▸ **Instructions**:
A) Using the passage on the Morse ruling, answer the following:
(i) Which 1988 Supreme Court decision is named as one of the two earlier exceptions?
(ii) Where is the Journalism Education Association based?
(iii) For how many years did Linda Puntney teach journalism in high school?
B) Update the passage on the Morse ruling by writing it out again, starting at "Watching from the" and ending at "Linda Puntney said.", with "frightening" replaced by "alarming".

▸ **Provided passage**:

* * * *

SPLC Attorney Advocate Adam Goldstein said while Morse does little harm to the Tinker protections as a rule of law, the recent decision undercuts the authority of the older decision because it is the third exception the Court has made to the rule.
The other two exceptions came down in Fraser and in the 1988 Supreme Court decision Hazelwood School District v. Kuhlmeier, which permitted public high school officials to censor some school-sponsored student publications if the publications are not “public forums for student expression.”
Morse has now added illegal drug advocacy to the list of unprotected speech.
Goldstein and SPLC Executive Director Mark Goodman have expressed concern that Morse could lead to more erosion of the Tinker standard.
“If this path continues, eventually the exceptions will swallow the rule,” Goldstein said.
Watching from the sidelines
Stevens and the other dissenting justices were far from being the only people to speak against the ruling.
In the weeks following the decision announcement, a number of media outlets and non-profit groups, including the New York Times, —The Washington Post and the Journalism Education Association, released statements criticizing the Court for curtailing students’ First Amendment rights.
JEA, an organization of journalism teachers and advisers based at Kansas State University in Manhattan, Kan., held a meeting to discuss ways to counteract Morse’s impact on student press rights. The organization released a statement warning educators not to treat the decision as an invitation to restrict student expression that they think is controversial.
“This is one of the most frightening decisions ever to come down,” JEA Executive Director Linda Puntney said.
Puntney said because Frederick was not technically in school when he unfurled his banner, school administrators could misinterpret the ruling as permission to control content on students’ Web sites or other media.
Puntney, who serves as director of publications at Kansas State University and taught journalism in high school for 12 years, said she fears the decision will have a chilling effect on student journalists who should instead be encouraged to pursue robust discussion.

* * * *

Data listing
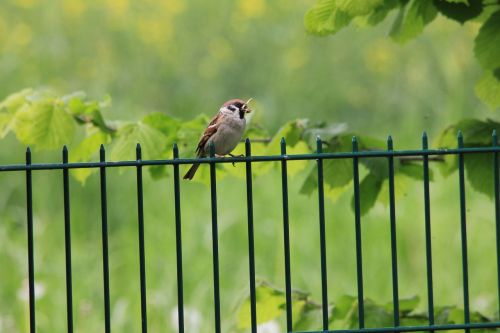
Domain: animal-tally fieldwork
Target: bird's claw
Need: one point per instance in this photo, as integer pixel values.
(240, 155)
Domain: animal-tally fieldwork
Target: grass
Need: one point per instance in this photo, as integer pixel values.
(197, 246)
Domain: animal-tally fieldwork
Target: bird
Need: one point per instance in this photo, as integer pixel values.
(224, 131)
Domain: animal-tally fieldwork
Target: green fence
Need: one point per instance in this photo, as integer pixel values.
(424, 154)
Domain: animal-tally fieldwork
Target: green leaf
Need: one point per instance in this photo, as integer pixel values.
(466, 2)
(406, 305)
(14, 101)
(480, 172)
(324, 18)
(459, 11)
(413, 170)
(343, 306)
(411, 24)
(8, 108)
(381, 12)
(309, 317)
(358, 7)
(488, 89)
(163, 123)
(152, 141)
(476, 133)
(487, 43)
(45, 124)
(269, 302)
(369, 189)
(375, 315)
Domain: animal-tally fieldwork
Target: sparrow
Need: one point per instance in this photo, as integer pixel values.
(224, 130)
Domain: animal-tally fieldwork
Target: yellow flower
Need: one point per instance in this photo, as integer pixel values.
(118, 8)
(74, 8)
(221, 49)
(22, 34)
(252, 8)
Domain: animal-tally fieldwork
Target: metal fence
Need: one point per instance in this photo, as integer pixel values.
(28, 168)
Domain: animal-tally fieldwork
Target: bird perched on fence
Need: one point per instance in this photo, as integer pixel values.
(224, 131)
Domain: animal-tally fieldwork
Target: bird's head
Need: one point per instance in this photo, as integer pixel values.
(237, 107)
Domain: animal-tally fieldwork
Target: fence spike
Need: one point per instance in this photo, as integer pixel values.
(65, 154)
(354, 143)
(138, 151)
(283, 146)
(175, 151)
(248, 147)
(319, 145)
(211, 147)
(102, 153)
(460, 139)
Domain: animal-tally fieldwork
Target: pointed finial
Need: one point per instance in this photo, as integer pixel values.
(248, 147)
(65, 154)
(175, 150)
(102, 153)
(283, 146)
(28, 155)
(460, 139)
(138, 151)
(211, 148)
(319, 145)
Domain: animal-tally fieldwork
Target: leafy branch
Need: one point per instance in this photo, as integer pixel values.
(47, 122)
(327, 17)
(343, 313)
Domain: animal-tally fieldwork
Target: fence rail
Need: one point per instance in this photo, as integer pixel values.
(319, 156)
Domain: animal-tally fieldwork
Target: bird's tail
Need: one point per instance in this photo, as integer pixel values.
(192, 170)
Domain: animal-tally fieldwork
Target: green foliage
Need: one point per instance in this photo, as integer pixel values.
(411, 24)
(478, 166)
(48, 122)
(328, 17)
(344, 311)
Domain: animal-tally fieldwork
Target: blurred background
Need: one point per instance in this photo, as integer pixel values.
(184, 58)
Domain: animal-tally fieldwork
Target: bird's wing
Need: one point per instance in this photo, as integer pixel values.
(211, 129)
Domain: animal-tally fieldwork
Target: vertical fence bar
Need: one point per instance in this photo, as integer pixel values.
(321, 203)
(215, 240)
(394, 253)
(251, 251)
(428, 239)
(104, 221)
(31, 265)
(142, 260)
(357, 217)
(178, 242)
(463, 228)
(496, 187)
(286, 238)
(67, 244)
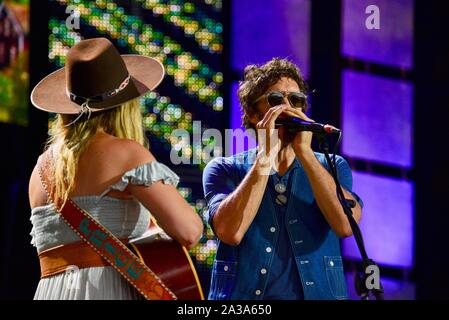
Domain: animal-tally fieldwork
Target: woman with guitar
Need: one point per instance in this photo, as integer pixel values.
(95, 184)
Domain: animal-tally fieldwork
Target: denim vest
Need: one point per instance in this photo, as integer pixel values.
(241, 272)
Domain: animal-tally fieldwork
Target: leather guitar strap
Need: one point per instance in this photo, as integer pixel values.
(108, 246)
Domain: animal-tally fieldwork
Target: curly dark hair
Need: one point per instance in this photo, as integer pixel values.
(258, 78)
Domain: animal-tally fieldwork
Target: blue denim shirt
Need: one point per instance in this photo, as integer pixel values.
(241, 272)
(283, 281)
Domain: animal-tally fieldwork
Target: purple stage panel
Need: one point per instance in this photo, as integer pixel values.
(391, 44)
(387, 220)
(377, 119)
(265, 29)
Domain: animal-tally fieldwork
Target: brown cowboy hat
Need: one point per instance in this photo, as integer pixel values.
(96, 77)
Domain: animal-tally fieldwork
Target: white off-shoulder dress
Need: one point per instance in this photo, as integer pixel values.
(124, 218)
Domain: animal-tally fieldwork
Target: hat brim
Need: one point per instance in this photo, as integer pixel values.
(50, 93)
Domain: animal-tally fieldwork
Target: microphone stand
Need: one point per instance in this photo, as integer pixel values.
(360, 278)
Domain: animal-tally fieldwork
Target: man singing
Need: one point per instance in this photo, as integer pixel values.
(278, 233)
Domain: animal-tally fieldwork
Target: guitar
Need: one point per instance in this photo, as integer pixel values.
(170, 262)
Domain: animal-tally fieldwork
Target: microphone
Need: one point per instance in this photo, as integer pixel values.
(296, 124)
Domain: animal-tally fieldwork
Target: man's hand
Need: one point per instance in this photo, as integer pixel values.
(269, 143)
(303, 139)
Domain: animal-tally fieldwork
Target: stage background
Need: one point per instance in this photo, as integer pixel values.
(375, 84)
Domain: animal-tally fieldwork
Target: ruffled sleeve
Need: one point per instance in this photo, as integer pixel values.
(146, 175)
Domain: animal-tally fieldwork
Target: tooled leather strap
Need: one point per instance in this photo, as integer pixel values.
(109, 247)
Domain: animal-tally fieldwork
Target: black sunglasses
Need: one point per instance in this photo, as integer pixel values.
(275, 98)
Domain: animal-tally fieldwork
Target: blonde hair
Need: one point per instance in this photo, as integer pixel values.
(67, 143)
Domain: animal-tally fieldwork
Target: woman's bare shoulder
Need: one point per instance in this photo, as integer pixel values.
(126, 153)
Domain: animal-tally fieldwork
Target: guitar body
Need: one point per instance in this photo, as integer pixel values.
(172, 264)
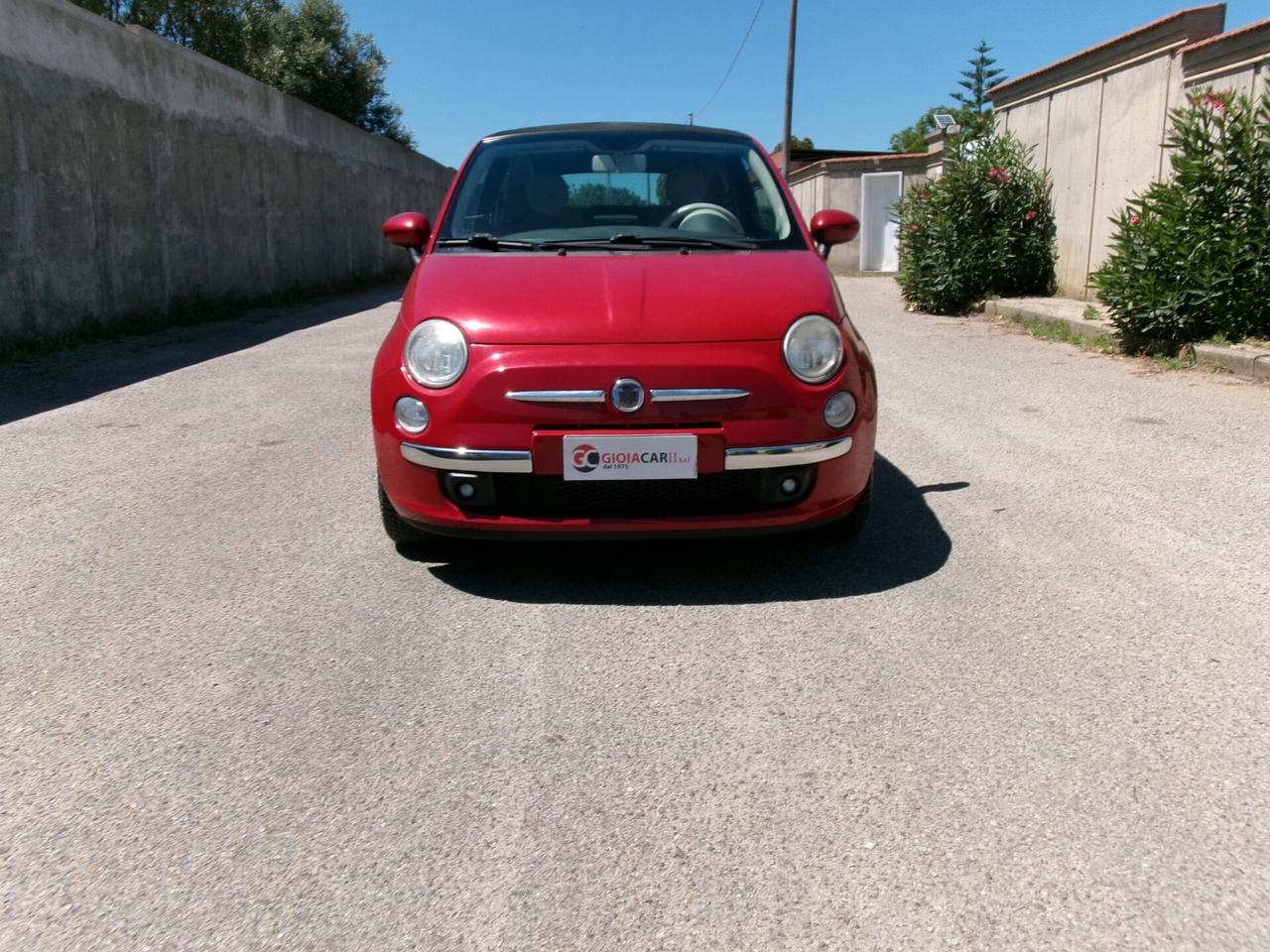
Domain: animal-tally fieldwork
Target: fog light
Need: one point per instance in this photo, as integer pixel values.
(412, 416)
(839, 411)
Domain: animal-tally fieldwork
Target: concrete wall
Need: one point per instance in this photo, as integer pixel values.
(834, 182)
(136, 176)
(1098, 119)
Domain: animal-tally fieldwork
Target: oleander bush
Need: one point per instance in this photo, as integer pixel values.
(984, 227)
(1191, 257)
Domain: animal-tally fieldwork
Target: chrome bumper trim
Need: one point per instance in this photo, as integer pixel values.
(685, 395)
(471, 460)
(798, 454)
(557, 397)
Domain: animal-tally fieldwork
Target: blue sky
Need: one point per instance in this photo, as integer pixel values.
(466, 67)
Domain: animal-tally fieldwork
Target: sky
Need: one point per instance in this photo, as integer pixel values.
(462, 68)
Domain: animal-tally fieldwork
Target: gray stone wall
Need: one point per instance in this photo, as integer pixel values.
(137, 177)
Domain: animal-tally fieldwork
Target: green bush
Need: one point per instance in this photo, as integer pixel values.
(985, 226)
(1191, 258)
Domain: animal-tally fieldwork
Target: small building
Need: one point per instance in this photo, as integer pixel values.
(1098, 118)
(867, 185)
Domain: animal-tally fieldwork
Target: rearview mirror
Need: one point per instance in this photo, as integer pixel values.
(408, 230)
(833, 227)
(620, 162)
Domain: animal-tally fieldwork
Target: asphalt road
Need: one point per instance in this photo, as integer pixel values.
(1028, 710)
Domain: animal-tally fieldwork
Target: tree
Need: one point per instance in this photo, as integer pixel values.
(1191, 257)
(973, 109)
(985, 226)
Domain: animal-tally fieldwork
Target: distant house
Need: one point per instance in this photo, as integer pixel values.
(866, 184)
(1098, 118)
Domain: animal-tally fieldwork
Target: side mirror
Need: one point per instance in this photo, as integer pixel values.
(408, 230)
(833, 227)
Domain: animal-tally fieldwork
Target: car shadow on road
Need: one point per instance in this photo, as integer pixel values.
(81, 372)
(902, 543)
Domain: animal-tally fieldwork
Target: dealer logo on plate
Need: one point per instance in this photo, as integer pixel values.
(621, 457)
(585, 457)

* * * *

▸ **Solutions to the tasks**:
A)
(i) Hazelwood School District v. Kuhlmeier
(ii) At Kansas State University in Manhattan, Kan.
(iii) 12 years

B)
Watching from the sidelines
Stevens and the other dissenting justices were far from being the only people to speak against the ruling.
In the weeks following the decision announcement, a number of media outlets and non-profit groups, including the New York Times, —The Washington Post and the Journalism Education Association, released statements criticizing the Court for curtailing students’ First Amendment rights.
JEA, an organization of journalism teachers and advisers based at Kansas State University in Manhattan, Kan., held a meeting to discuss ways to counteract Morse’s impact on student press rights. The organization released a statement warning educators not to treat the decision as an invitation to restrict student expression that they think is controversial.
“This is one of the most alarming decisions ever to come down,” JEA Executive Director Linda Puntney said.